## 提示文
効率的手法導入推進基本調査

                

 ここでは、地籍調査の基礎とするために国の機関が行う基本調査の一つである効率的手法導入推進基本調査について説明します。

国の機関が行う基本調査とは

 国の機関が行う基本調査とは、国土調査法第2条第1項第1号に基づく基本調査であり、地籍調査の基礎とするために行う土地の測量を実施する調査です。
 国の機関が行う基本調査は基準点測量と地籍基本調査に区分され、効率的手法導入推進基本調査は地籍基本調査の一つです。

国の機関が行う基本調査の区分

                

            

効率的手法導入推進基本調査

 国土交通省では、地籍調査が遅れている都市部や山村部における地籍調査を促進するため、都市部では都市部官民境界基本調査、山村部では山村境界基本調査を平成22年度に創設し、地籍調査に必要な基礎的情報を国が重点的に整備して市町村を支援してきました。

## 与えられた資料
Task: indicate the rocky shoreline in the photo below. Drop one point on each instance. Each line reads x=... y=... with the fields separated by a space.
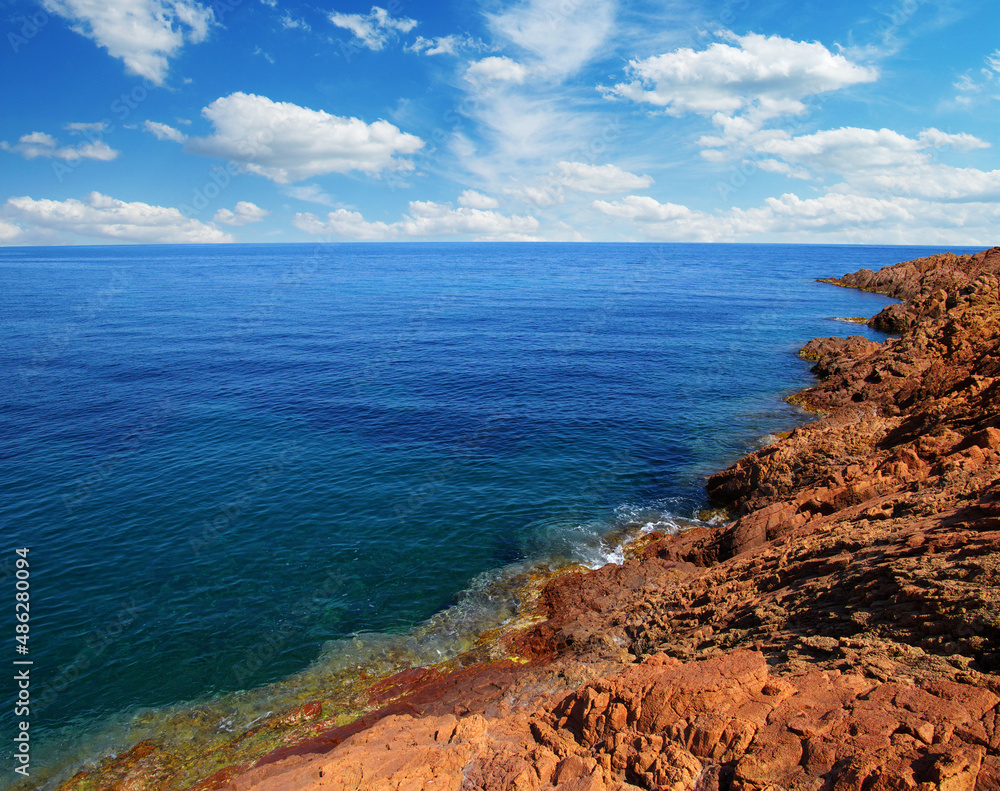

## 練習問題 1
提示文の「国の機関が行う基本調査は基準点測量と地籍基本調査に区分され、効率的手法導入推進基本調査は地籍基本調査の一つです。」という一文を英語に訳してください。
## 練習問題 2
提示文を読んで、次の問いに答えてください。
(a) 国の機関が行う基本調査は、どの法律のどの規定に基づいていますか。
(b) 都市部のために創設された基本調査は何という名前ですか。
(c) その基本調査が創設されたのは何年度ですか。
データは提示文と関係ありません。

## 解答 1
The basic surveys conducted by national agencies are divided into reference point surveys and basic cadastral surveys, and the basic survey for promoting the introduction of efficient methods is one of the basic cadastral surveys.

## 解答 2
(a) 国土調査法第2条第1項第1号
(b) 都市部官民境界基本調査
(c) 平成22年度